## REQUIRED WORK
Duplicate the lines starting at the one containing "Task: point to the white suv." and ending at the last line of the records, leaving out the pictures.

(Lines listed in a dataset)
****************
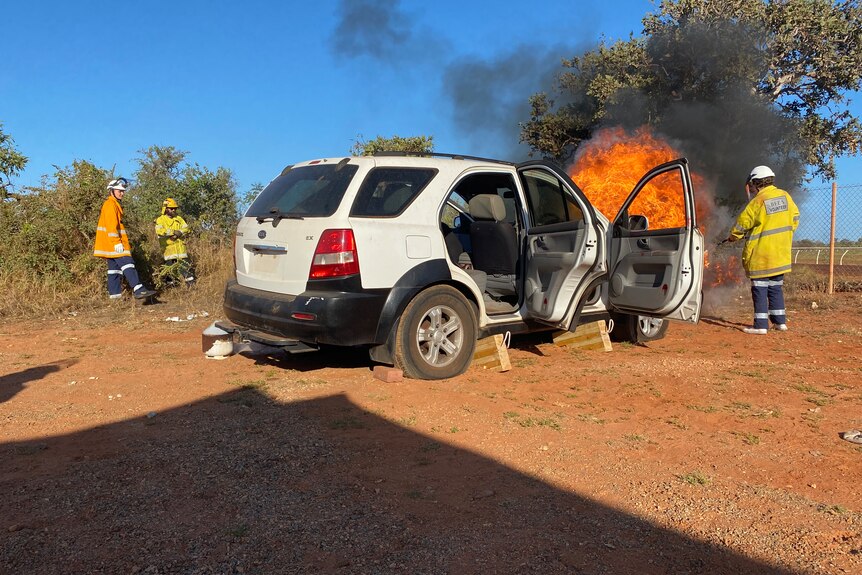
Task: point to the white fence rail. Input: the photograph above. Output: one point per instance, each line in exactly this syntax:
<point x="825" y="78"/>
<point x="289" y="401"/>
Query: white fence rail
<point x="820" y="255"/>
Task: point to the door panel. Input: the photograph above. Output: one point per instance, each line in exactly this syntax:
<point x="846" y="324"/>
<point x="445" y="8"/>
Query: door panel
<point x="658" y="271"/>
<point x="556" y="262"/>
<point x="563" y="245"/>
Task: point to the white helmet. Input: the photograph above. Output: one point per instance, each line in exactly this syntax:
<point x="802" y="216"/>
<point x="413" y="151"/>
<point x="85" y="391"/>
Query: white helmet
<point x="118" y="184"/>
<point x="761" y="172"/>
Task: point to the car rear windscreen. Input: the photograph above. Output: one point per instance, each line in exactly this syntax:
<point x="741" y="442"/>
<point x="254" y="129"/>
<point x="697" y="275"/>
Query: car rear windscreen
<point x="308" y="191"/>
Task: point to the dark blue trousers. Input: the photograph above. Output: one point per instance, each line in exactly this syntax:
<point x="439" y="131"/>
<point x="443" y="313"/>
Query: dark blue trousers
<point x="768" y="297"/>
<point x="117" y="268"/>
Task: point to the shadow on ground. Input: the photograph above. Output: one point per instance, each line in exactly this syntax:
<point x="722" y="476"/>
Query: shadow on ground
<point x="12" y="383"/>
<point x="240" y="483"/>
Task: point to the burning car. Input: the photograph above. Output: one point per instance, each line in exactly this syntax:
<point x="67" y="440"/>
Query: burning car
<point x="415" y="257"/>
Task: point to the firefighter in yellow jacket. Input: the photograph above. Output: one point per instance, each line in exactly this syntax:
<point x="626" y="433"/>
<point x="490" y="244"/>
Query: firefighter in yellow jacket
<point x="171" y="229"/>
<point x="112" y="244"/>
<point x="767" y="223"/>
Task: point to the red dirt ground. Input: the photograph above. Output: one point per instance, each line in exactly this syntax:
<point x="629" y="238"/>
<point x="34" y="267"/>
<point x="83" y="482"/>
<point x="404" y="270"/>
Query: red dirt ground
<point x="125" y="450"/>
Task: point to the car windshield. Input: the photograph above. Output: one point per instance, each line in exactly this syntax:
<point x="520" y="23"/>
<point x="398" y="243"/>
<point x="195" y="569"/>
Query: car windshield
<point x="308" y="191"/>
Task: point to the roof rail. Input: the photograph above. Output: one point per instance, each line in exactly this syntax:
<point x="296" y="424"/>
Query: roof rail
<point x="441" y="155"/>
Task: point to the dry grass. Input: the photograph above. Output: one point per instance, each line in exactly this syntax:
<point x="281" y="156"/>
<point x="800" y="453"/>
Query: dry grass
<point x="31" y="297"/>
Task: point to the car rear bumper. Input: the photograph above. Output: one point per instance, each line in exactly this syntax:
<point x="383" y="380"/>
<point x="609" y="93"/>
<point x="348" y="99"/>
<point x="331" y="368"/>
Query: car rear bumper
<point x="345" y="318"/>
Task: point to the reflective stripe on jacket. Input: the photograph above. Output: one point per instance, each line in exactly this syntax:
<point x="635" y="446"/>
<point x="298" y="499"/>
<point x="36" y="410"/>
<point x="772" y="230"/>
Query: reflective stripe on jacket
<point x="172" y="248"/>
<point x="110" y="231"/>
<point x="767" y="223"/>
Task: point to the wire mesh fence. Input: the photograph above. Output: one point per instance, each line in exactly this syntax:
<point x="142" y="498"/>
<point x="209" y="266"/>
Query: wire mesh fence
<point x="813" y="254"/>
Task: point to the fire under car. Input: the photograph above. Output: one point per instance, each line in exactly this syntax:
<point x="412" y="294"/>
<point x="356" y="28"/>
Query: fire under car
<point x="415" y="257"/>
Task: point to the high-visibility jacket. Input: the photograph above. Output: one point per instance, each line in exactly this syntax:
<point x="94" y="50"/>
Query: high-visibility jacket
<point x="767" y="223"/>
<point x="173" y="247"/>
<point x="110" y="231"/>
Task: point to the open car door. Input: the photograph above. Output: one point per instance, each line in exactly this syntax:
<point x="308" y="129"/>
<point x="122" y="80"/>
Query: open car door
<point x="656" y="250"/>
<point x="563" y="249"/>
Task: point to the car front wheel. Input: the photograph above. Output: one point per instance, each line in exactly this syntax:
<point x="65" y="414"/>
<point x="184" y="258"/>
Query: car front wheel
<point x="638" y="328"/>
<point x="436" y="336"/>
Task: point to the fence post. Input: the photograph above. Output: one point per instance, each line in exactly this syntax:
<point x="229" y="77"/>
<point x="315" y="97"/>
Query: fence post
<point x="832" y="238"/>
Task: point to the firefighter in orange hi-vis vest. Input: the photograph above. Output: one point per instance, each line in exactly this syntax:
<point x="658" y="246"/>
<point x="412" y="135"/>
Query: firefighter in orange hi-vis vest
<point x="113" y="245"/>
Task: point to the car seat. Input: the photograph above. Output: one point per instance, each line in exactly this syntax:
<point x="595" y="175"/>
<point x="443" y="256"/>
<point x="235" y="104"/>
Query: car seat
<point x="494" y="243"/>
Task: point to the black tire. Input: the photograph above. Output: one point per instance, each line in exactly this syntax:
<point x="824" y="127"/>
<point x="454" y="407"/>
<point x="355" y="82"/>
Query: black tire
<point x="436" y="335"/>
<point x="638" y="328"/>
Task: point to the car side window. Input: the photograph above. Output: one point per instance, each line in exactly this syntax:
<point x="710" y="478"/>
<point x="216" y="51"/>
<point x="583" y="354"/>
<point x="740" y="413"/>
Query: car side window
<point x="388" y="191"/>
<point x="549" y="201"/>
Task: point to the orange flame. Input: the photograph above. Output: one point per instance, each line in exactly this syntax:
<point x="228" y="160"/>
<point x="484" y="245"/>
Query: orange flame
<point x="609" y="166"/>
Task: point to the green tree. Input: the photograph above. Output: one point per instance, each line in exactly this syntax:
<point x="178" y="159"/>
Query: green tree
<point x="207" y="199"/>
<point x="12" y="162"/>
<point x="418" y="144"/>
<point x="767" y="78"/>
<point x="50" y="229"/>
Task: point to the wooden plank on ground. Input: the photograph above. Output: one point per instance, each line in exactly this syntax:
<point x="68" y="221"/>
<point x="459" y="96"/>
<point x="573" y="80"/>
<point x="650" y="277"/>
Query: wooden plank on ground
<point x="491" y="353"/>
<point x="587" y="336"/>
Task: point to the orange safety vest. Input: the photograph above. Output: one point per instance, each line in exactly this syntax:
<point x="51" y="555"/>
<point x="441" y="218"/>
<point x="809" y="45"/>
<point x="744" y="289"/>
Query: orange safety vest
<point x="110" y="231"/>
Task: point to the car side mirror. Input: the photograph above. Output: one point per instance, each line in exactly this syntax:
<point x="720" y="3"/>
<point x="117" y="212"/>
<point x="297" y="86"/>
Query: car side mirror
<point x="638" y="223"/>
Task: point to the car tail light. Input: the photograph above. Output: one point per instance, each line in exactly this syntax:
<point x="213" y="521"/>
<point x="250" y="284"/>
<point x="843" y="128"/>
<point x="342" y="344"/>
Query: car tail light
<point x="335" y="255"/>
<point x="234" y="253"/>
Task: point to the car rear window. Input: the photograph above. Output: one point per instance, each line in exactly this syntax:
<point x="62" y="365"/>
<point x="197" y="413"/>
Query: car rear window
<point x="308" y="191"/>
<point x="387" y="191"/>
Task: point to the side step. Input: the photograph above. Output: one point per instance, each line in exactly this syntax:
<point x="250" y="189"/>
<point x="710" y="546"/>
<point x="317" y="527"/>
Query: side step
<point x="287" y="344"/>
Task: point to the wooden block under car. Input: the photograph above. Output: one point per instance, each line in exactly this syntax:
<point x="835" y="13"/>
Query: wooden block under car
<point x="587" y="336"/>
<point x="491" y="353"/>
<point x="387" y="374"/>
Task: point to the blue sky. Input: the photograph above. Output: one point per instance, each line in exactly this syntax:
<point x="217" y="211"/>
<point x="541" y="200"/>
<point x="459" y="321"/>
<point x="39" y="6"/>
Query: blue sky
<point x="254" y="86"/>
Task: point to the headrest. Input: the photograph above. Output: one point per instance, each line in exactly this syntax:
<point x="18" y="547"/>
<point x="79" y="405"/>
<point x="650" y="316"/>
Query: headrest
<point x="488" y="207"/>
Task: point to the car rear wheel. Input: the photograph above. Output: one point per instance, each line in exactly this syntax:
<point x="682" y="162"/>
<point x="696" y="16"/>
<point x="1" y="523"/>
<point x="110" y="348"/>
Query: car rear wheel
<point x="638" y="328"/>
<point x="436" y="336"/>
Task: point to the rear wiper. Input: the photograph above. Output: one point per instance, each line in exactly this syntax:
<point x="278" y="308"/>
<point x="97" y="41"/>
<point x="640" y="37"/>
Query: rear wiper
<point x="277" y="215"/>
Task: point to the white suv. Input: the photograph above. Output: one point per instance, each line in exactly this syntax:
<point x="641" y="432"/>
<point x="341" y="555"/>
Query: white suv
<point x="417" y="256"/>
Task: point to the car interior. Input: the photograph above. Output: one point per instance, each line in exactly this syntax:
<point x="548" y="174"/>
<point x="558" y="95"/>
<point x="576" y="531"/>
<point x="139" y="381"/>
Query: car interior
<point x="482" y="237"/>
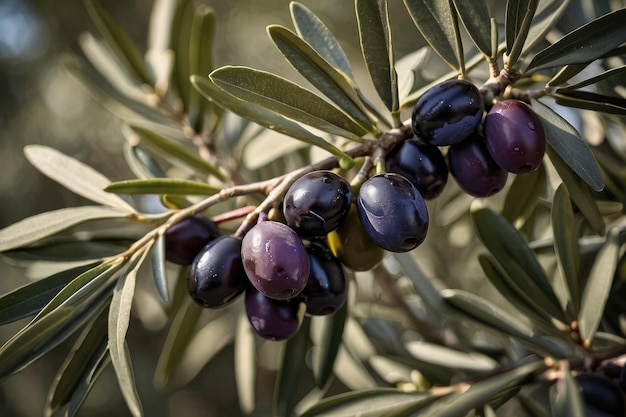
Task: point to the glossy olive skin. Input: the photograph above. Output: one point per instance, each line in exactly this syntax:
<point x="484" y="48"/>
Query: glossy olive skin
****************
## FINAL ANSWER
Task: point to the white suv. Input: the photograph above. Output: one point per instance, each line in exactly this syntax:
<point x="641" y="432"/>
<point x="341" y="555"/>
Query: white suv
<point x="417" y="256"/>
Task: point to the car interior. Input: the photograph above. Output: one point per instance, each line in exactly this syntax:
<point x="548" y="174"/>
<point x="558" y="95"/>
<point x="576" y="531"/>
<point x="139" y="381"/>
Query: car interior
<point x="482" y="237"/>
Task: point to the glossy olive skin. Input: the photograph above. Output: one point per instance, each line in exactly this syntax:
<point x="484" y="48"/>
Query: glossy olive skin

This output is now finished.